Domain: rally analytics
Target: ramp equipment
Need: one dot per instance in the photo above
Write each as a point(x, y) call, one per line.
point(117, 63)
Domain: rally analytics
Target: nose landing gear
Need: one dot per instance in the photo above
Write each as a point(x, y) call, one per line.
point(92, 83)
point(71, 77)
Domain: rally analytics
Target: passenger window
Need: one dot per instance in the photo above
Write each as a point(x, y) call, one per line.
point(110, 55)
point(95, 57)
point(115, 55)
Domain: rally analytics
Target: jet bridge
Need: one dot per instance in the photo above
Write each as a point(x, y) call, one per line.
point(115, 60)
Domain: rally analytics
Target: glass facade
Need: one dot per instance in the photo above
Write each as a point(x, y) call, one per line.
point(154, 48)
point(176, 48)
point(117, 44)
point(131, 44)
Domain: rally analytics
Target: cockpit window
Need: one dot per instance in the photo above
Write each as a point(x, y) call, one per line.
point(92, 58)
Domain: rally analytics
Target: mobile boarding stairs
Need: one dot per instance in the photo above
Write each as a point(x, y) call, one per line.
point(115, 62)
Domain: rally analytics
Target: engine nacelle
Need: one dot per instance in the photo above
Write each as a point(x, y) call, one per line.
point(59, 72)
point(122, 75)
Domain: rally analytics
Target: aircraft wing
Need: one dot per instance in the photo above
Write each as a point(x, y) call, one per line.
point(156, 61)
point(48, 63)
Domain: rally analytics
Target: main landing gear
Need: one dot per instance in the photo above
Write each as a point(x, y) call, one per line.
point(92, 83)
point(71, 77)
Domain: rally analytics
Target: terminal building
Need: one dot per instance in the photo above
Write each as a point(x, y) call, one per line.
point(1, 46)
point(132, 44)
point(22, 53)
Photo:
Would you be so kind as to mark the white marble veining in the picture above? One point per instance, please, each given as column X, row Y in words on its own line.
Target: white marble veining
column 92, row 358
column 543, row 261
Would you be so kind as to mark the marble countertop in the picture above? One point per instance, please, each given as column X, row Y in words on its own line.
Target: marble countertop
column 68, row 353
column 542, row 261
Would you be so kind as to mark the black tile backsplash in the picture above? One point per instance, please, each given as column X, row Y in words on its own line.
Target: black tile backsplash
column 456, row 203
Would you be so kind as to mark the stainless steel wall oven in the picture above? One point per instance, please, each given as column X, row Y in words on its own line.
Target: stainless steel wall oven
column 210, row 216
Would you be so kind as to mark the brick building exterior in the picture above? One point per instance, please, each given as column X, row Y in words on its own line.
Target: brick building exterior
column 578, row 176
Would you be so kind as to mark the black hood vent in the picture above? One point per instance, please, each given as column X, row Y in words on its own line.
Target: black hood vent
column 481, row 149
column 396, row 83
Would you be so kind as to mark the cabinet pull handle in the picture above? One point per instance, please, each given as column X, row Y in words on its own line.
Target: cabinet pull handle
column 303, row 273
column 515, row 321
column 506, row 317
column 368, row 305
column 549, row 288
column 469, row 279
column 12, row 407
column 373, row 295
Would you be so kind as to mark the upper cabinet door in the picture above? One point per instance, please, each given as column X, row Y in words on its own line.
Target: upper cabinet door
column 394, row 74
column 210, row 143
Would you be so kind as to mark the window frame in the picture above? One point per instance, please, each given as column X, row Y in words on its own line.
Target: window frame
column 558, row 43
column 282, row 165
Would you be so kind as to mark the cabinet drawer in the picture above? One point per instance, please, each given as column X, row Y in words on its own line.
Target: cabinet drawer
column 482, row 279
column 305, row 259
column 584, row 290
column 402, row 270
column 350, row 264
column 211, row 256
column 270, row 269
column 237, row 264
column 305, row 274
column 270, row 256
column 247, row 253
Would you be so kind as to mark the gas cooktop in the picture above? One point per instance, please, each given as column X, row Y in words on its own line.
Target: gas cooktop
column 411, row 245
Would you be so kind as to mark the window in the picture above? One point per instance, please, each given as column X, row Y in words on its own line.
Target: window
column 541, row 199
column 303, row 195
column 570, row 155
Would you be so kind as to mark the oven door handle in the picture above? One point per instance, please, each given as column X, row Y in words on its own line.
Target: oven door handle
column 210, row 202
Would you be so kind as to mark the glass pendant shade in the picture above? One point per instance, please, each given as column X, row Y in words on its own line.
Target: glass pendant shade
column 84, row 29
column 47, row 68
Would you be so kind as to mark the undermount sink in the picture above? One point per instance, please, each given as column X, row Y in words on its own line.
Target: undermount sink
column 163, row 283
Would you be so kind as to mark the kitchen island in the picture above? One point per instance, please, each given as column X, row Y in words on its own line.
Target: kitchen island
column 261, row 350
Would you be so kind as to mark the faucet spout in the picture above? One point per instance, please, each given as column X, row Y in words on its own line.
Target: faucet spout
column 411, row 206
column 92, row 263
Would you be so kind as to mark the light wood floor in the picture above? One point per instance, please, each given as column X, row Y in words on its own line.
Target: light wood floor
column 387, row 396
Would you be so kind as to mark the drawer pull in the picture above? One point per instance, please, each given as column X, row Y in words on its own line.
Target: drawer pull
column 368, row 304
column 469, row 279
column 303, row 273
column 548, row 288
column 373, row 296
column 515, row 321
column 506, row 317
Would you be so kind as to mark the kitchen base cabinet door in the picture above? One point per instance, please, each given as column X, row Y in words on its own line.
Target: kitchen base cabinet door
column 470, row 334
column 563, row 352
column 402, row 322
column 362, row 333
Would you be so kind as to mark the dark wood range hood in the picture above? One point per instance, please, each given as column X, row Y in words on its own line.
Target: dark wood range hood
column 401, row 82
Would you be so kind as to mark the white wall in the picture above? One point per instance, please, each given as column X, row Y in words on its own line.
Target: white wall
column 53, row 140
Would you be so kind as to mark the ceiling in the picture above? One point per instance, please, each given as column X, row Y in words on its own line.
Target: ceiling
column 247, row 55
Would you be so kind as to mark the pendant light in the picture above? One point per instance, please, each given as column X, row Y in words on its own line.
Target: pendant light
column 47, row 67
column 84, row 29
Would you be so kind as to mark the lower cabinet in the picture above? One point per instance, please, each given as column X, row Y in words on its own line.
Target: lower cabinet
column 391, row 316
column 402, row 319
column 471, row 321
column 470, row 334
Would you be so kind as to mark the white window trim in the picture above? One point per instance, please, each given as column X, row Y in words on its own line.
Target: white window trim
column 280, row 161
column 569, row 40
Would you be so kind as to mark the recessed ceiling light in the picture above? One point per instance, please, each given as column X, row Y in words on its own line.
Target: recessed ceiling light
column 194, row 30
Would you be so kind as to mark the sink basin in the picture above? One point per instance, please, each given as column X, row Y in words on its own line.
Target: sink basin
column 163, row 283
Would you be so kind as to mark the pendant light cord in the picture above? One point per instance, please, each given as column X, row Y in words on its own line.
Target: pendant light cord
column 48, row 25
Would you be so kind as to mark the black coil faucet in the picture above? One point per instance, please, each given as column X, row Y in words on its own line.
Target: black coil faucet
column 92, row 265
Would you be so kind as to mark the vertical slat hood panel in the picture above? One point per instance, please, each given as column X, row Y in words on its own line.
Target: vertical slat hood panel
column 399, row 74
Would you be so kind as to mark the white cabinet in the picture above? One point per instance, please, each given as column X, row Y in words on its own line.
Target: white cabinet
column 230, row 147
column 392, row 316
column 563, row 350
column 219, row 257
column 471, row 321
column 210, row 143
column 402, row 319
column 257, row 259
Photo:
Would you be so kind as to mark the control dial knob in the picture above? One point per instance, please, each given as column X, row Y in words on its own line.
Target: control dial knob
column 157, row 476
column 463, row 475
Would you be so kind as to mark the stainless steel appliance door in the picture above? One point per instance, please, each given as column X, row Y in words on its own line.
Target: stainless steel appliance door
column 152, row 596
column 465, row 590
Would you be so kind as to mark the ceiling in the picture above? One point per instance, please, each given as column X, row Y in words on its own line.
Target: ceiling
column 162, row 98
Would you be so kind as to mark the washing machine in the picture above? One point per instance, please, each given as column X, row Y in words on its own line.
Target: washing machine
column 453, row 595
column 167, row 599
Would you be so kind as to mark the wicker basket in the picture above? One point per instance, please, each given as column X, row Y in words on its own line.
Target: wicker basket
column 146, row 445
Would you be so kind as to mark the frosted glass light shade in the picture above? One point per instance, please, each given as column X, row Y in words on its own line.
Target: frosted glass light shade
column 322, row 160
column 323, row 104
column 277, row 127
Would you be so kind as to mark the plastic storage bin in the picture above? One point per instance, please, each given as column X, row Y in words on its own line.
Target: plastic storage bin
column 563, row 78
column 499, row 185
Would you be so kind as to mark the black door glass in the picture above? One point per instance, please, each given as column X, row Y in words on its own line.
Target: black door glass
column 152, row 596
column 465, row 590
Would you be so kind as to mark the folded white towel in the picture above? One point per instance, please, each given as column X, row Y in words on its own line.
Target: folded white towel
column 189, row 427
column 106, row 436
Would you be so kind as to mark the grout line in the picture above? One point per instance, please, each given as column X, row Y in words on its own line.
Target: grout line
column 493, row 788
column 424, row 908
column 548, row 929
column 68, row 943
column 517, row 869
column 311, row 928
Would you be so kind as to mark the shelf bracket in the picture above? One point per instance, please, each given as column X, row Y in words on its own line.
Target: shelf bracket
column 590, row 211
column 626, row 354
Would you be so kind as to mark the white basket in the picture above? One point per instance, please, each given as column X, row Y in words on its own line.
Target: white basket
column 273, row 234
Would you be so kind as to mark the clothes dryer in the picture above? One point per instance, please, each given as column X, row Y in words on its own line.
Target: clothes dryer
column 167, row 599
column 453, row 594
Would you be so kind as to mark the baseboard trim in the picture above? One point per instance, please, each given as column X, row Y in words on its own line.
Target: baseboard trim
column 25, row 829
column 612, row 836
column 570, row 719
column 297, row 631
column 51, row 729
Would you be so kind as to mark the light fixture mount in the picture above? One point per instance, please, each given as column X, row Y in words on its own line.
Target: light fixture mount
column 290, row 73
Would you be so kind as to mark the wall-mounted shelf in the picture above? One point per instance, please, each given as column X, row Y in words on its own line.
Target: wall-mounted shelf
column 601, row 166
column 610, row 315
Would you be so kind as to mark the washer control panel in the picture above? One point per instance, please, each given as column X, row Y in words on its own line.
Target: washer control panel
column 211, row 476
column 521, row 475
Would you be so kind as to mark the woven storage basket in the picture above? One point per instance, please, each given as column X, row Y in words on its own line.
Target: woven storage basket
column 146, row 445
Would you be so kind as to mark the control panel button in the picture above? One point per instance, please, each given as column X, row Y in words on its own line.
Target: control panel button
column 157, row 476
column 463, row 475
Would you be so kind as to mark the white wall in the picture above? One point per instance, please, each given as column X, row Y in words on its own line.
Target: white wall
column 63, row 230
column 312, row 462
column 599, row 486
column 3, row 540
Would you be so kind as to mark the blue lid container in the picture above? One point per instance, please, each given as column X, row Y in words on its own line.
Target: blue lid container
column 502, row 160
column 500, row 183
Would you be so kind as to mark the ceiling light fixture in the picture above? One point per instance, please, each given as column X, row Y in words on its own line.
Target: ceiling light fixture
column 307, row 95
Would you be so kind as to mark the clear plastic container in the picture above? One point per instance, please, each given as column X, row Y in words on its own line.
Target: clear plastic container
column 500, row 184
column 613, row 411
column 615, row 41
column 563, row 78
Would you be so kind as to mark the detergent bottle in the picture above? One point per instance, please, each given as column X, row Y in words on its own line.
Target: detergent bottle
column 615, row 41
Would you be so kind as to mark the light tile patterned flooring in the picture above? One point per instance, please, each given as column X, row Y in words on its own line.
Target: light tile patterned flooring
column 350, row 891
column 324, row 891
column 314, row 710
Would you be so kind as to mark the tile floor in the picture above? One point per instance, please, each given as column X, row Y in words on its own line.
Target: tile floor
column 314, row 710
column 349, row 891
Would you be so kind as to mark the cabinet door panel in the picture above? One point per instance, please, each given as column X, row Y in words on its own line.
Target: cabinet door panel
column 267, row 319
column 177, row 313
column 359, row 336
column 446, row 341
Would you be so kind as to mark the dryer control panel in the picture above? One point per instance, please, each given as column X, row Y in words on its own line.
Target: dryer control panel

YOUR TASK:
Copy out the material above from the line containing "Would you be so kind as to mark the clothes" through the line containing "column 290, row 73", keeping every line unchanged.

THE SOLUTION:
Would you be so kind as to mark the clothes dryer in the picture above? One point per instance, please, each given as column X, row Y in words on its own line.
Target: clothes dryer
column 167, row 599
column 453, row 594
Would you be so kind as to mark the baseboard trim in the picture above? One point per instance, please, each given as column X, row Y in words on its own line.
Target: baseboard trim
column 25, row 829
column 612, row 836
column 570, row 719
column 297, row 631
column 51, row 729
Would you be so kind as to mark the light fixture mount in the picture above? One point per instance, please, each given as column X, row Y in words on its own line.
Target: light fixture mount
column 290, row 73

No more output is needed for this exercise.